## Task details
Whenever a line in this data holds the word "background", report that line in full.

## Input data
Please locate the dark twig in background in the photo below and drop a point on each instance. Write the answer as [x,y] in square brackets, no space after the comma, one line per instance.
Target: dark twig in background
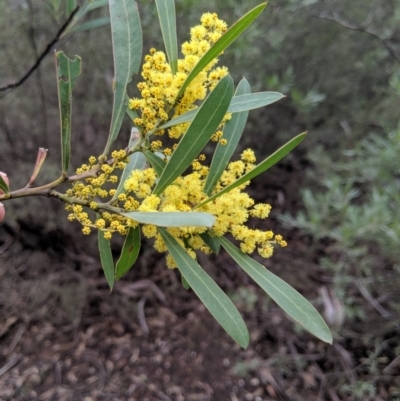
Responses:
[360,28]
[43,55]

## Output below
Please locate the dark twig in background in the photo below and drop a point on each instance. Write the answer as [x,y] in square brackets, no space after the comma, one line per instance.
Target: dark twig in background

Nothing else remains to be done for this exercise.